◆ ASSIGNED TASK ◆
All pictures must be left out as you transcribe the lines from the first line of the data to the line containing "# annotate each instance of the sky", both included.

◆ MATERIAL FOR THE TASK ◆
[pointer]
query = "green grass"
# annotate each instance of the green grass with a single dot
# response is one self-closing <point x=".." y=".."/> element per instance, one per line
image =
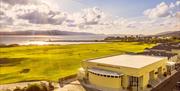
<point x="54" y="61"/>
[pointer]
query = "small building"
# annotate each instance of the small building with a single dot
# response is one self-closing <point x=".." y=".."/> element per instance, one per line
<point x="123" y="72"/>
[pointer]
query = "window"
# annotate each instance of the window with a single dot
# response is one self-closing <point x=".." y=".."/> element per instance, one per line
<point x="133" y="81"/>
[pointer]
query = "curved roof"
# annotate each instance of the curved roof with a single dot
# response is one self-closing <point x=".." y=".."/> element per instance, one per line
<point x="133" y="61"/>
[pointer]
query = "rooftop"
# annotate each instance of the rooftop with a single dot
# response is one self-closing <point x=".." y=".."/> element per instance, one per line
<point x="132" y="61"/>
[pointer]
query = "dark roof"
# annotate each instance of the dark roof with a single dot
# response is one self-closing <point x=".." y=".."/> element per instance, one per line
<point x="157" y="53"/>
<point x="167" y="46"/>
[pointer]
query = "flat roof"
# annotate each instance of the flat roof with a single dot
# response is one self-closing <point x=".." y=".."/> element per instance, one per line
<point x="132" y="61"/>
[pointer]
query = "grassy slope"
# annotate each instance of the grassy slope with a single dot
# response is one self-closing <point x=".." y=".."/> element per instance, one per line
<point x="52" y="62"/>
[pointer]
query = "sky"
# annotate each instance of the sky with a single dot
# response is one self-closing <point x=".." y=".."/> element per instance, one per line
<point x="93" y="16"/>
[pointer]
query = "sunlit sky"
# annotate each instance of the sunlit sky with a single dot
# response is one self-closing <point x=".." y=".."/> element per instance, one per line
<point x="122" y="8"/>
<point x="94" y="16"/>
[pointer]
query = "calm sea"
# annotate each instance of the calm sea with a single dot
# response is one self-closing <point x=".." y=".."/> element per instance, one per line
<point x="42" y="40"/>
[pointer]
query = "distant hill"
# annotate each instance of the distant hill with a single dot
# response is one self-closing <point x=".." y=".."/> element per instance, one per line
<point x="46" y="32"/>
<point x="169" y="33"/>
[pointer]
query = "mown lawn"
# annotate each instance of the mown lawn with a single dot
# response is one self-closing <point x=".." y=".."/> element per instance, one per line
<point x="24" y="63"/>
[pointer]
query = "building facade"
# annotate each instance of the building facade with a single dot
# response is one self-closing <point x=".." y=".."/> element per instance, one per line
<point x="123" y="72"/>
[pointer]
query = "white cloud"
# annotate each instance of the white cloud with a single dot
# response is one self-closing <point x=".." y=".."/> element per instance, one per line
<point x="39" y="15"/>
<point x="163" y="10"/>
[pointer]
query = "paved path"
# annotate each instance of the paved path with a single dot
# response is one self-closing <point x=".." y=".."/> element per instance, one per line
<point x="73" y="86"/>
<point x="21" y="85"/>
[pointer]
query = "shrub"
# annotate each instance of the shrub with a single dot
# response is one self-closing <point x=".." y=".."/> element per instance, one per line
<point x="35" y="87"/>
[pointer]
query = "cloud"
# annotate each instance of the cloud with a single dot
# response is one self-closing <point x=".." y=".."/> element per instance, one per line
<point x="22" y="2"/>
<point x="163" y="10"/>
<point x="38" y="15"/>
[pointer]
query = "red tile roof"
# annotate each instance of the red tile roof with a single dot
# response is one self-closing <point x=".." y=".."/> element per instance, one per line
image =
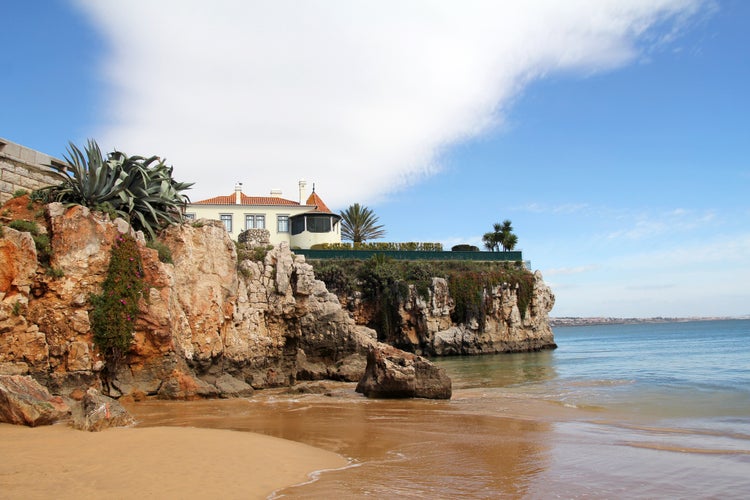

◆ TASK OUTPUT ◆
[pointer]
query = "green grass"
# annotate each instance of the green grass with a single dot
# response is one self-closing <point x=".." y=".."/> element per instance, one per line
image =
<point x="54" y="61"/>
[pointer]
query = "small building"
# annotate each instance of the small building with a single dot
# response is one self-closing <point x=".." y=".."/> element per instance, one per line
<point x="123" y="72"/>
[pointer]
query = "window"
# annotate each instance of the window with a single dot
# response is one self-closing <point x=".." y=".."/> element per instance, one per line
<point x="133" y="81"/>
[pointer]
query = "curved roof"
# annotate each instance of the curved roof with a single dot
# response is one self-closing <point x=".." y=".."/> element per instance, one per line
<point x="133" y="61"/>
[pointer]
query = "rooftop"
# annotate each instance of the rooftop with a single dot
# response is one self-closing <point x=".." y=".."/> element per instance, one per line
<point x="132" y="61"/>
[pointer]
query = "dark roof"
# annotate each instance of the dark roof with a single dot
# response is one self-closing <point x=".." y=".."/> element per instance, one per line
<point x="157" y="53"/>
<point x="167" y="46"/>
[pointer]
query = "flat roof"
# annotate each instance of the flat roof with a single dot
# response is one self-closing <point x=".." y=".."/> element per instance, one per line
<point x="132" y="61"/>
[pointer]
query = "grassy slope"
# annotate each instance of the grassy slope with a single dot
# response is one self-closing <point x=".." y=".."/> element per instance, one per line
<point x="52" y="62"/>
[pointer]
query = "sky"
# annotate each instance of the sky with a single dot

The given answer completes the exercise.